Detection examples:
_ _ _ _ _ _ _

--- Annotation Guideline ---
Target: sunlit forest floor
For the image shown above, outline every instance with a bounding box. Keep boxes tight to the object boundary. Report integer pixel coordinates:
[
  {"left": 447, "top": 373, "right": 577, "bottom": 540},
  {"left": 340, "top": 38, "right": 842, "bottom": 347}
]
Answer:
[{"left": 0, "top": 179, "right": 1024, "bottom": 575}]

_ _ _ _ _ _ _

> **REQUIRED WORK**
Put every line of the entries into a single numbered list, skipping any blank lines.

> **SOLVED PROBLEM**
1. --- Annotation Guideline ---
2. Target: sunlit forest floor
3. For the image shown above, outline every instance with a bounding box. Keep boxes tight to the object boundary. Report integer pixel coordinates:
4. [
5.   {"left": 447, "top": 373, "right": 577, "bottom": 540},
6.   {"left": 340, "top": 38, "right": 842, "bottom": 347}
7. ]
8. Answer:
9. [{"left": 0, "top": 179, "right": 1024, "bottom": 575}]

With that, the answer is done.